RECORDS FOR THE TASK>
** Begin **

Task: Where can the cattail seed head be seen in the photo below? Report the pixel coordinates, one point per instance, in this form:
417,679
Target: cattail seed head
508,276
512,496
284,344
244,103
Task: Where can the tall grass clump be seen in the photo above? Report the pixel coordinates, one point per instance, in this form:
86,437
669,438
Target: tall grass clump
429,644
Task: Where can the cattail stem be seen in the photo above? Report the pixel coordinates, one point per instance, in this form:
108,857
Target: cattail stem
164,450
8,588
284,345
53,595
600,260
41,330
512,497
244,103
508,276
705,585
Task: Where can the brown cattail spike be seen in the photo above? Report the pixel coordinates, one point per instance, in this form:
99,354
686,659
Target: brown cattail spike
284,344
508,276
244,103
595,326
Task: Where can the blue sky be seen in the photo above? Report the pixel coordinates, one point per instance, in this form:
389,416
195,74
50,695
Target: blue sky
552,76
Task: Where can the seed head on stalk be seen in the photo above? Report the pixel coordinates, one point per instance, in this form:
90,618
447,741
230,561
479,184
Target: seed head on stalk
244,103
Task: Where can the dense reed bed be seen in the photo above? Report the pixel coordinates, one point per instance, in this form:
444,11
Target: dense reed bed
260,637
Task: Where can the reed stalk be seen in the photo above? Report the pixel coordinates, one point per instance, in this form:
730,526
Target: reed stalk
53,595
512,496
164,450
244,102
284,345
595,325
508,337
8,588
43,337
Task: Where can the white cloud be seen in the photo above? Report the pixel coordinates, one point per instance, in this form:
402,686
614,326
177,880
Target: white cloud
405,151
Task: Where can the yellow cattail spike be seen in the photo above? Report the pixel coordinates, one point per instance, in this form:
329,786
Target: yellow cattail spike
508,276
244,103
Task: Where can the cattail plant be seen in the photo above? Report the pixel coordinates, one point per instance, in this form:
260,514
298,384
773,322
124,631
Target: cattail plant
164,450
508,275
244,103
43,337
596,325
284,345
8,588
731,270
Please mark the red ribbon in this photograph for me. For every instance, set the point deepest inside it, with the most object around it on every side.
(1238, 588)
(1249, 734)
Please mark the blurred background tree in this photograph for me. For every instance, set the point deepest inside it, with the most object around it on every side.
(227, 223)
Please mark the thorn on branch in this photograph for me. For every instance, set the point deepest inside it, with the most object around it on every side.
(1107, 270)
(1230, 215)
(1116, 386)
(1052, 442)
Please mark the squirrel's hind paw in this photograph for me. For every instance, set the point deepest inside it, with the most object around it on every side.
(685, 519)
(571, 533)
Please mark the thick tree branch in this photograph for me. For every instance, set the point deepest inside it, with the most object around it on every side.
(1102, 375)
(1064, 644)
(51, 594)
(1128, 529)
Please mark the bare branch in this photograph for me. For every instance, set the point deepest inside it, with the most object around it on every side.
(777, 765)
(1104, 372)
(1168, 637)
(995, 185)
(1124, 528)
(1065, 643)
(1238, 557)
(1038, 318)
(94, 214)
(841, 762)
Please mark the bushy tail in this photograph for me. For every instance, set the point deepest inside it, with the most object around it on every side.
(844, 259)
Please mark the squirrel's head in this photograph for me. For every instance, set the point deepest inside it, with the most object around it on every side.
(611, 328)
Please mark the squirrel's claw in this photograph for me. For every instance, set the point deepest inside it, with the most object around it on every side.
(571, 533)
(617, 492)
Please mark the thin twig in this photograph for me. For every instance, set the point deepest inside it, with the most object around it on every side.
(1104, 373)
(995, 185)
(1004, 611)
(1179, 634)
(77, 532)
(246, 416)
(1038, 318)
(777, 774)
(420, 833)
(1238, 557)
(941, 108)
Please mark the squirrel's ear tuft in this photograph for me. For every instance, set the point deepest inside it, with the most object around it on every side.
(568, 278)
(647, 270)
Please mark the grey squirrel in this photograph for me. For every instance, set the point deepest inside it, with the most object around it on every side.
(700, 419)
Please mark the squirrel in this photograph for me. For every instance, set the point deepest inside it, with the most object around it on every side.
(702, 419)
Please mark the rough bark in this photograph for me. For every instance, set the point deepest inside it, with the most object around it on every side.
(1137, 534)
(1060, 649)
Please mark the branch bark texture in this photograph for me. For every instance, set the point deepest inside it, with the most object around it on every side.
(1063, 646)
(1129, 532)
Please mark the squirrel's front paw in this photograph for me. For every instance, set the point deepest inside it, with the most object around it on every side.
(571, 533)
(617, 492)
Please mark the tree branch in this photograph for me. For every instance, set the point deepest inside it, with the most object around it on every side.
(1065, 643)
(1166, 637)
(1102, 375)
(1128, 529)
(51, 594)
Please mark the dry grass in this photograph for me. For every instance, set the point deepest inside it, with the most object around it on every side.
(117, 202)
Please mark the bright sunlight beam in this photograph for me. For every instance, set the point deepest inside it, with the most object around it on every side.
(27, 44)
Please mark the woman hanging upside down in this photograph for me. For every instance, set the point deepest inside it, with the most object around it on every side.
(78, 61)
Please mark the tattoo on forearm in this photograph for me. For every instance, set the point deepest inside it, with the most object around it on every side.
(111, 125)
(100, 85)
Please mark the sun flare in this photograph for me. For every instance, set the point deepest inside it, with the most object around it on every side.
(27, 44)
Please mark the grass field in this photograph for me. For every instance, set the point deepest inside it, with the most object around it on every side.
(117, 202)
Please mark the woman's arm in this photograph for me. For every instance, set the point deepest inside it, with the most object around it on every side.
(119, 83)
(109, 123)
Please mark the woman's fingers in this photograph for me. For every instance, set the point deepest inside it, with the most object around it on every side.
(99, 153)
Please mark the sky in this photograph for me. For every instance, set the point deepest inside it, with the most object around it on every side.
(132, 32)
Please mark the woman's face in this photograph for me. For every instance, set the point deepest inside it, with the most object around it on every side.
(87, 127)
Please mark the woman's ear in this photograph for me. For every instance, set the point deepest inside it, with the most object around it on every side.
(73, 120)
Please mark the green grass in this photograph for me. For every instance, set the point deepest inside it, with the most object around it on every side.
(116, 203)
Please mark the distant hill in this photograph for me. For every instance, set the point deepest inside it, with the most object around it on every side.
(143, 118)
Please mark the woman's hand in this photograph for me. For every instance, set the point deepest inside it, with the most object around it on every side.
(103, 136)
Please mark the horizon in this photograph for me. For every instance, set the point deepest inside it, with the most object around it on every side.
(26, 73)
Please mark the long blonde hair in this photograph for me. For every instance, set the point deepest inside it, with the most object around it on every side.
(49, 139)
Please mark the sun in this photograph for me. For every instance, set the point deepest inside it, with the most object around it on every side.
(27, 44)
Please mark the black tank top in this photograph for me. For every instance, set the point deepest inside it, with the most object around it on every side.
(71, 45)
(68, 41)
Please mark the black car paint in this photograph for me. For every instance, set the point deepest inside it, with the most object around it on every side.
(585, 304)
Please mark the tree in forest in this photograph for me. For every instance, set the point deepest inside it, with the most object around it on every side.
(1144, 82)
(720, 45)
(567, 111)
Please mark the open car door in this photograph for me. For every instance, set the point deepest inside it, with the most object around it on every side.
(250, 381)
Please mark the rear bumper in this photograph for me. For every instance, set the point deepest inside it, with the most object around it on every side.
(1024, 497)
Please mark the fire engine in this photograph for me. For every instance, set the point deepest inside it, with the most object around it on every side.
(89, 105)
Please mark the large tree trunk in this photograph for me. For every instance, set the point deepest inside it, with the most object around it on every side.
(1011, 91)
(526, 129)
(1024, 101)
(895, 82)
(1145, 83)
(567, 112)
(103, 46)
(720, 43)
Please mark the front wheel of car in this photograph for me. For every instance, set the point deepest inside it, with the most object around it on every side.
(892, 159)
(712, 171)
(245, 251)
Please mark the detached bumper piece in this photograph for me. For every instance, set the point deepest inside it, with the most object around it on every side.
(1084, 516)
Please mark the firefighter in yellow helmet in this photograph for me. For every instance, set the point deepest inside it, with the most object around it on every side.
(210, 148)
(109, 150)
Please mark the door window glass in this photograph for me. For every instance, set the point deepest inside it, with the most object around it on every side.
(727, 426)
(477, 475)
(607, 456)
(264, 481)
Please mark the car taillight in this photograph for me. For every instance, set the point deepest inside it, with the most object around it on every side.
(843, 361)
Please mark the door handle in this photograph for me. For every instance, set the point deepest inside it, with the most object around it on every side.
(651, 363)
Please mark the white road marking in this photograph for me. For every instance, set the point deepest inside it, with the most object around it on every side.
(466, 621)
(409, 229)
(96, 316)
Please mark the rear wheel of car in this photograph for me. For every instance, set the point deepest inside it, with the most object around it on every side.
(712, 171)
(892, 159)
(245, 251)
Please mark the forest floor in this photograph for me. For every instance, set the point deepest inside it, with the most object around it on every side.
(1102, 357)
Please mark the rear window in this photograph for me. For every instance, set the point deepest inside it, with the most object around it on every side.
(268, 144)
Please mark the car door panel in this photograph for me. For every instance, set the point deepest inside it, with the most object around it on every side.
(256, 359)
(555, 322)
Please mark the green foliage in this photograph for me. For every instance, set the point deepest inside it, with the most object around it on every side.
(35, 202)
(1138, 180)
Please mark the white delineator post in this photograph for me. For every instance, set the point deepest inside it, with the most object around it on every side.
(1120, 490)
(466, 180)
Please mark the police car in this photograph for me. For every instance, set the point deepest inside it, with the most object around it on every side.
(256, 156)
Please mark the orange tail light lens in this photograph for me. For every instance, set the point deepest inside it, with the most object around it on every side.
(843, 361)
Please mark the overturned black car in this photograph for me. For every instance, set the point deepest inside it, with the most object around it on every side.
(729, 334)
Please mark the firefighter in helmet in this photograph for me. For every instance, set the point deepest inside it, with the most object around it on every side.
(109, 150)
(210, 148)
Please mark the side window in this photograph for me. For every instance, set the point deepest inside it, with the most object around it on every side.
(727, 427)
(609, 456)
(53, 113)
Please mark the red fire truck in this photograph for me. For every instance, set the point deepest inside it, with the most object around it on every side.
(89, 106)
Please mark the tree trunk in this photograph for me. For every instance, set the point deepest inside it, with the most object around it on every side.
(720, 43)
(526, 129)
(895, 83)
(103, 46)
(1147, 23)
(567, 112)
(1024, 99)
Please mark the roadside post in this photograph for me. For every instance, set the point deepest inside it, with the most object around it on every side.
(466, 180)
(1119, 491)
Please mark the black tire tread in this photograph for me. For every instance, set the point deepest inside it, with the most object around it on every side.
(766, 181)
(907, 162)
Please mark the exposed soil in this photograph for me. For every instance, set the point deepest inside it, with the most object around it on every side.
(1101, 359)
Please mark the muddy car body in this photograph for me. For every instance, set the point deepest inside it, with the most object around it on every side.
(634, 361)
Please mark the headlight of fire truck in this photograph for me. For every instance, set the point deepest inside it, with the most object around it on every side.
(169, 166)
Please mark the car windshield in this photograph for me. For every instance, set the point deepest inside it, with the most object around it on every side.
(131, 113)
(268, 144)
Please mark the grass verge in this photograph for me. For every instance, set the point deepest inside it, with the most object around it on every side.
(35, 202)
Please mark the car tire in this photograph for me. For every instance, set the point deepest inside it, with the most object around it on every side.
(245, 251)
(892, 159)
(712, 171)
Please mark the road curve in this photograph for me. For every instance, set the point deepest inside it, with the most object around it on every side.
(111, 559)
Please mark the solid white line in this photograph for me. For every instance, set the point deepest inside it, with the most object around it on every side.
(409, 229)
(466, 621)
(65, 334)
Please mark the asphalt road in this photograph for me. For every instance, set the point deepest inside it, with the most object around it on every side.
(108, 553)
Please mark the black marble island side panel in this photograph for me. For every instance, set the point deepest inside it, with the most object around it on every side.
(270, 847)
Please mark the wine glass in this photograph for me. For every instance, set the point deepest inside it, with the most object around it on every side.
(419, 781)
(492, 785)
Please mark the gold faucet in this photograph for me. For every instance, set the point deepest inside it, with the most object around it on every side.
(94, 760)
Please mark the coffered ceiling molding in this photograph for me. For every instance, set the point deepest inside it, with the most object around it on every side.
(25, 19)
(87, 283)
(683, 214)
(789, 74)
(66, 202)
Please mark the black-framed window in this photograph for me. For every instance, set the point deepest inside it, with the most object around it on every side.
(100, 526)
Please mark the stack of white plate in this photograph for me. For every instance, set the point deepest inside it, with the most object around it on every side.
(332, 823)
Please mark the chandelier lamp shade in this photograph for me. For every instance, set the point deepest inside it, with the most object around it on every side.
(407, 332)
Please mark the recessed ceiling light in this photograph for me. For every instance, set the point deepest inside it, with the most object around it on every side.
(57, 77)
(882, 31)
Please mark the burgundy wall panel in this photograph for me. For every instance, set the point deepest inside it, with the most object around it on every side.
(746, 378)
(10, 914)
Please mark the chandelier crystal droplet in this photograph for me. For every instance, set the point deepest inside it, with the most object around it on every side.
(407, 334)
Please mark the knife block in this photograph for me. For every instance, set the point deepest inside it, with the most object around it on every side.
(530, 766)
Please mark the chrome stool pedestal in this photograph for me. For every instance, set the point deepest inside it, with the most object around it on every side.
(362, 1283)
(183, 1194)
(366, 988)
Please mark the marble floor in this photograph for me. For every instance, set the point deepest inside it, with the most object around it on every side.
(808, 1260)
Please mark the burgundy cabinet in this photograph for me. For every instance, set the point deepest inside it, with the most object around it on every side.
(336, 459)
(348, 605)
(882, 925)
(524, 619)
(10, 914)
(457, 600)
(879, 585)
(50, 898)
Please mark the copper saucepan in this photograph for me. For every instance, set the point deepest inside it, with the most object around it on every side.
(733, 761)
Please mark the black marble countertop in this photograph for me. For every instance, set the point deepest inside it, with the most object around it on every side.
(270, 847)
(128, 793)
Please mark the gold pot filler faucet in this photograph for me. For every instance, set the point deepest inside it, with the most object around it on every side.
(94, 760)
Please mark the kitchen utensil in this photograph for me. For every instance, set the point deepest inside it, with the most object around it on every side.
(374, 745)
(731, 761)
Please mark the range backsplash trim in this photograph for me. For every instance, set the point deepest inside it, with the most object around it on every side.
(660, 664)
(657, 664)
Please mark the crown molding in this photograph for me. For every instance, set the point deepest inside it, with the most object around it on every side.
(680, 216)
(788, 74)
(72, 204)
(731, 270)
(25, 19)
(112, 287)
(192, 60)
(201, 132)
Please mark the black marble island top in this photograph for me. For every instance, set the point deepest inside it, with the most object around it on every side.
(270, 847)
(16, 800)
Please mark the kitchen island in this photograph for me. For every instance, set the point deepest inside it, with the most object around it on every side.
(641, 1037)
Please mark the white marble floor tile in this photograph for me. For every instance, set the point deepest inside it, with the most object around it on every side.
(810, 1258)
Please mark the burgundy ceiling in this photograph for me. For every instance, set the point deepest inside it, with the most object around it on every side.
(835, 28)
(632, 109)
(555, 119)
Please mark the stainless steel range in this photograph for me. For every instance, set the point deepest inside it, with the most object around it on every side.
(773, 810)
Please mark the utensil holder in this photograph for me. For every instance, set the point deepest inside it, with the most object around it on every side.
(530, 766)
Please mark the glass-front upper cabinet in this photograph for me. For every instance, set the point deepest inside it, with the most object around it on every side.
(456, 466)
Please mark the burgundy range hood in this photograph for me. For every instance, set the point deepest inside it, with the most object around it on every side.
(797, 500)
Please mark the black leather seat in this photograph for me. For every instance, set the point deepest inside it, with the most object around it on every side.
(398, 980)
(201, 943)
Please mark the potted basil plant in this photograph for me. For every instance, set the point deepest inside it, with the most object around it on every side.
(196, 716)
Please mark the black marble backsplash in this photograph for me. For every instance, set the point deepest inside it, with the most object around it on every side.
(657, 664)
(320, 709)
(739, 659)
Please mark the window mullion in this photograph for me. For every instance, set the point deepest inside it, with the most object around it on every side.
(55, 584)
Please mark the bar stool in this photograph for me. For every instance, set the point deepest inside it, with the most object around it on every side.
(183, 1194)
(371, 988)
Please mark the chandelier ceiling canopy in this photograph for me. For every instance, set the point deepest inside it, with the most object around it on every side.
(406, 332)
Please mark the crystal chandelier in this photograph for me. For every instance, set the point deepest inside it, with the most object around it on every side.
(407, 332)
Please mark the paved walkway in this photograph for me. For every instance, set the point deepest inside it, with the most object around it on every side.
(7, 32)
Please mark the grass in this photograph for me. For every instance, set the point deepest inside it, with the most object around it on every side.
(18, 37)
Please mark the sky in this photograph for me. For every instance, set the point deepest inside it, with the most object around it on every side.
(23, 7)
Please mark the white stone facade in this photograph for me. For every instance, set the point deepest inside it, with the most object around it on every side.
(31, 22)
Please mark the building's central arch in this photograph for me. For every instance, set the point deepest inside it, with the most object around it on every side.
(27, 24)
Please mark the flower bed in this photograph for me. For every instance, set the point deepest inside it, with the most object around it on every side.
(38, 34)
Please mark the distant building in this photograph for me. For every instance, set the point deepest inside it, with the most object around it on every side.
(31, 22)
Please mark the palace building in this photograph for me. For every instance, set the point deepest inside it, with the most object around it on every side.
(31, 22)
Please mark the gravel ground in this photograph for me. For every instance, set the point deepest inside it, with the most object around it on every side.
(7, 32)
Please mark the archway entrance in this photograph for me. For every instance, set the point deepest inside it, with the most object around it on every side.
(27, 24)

** End **

TASK DESCRIPTION>
Every line from the one containing "Please mark the white stone" through the last line must be copied exactly; leave out the rest.

SOLUTION BELOW>
Please mark the white stone facade in this photograph for me. For every instance, set the point deepest inside it, with the most object around it on every side.
(31, 22)
Please mark the building's central arch in this photograph for me. For every instance, set the point deepest inside it, with the most object around it on every side.
(27, 24)
Please mark the flower bed in this photograph for me. For every instance, set the point deepest inside it, with the most object around it on every side.
(38, 34)
Please mark the distant building in this photograph for me. For every instance, set the point deepest inside it, with the most object around it on every side.
(31, 22)
Please mark the palace building in this photograph for me. For every instance, set the point deepest inside it, with the most object around it on every side.
(31, 22)
Please mark the gravel ground in this photograph for me. For every instance, set the point deepest inside it, with the most object around it on every side.
(7, 32)
Please mark the archway entrance in this photograph for me. For every instance, set the point deepest inside it, with the most object around it on every side.
(27, 24)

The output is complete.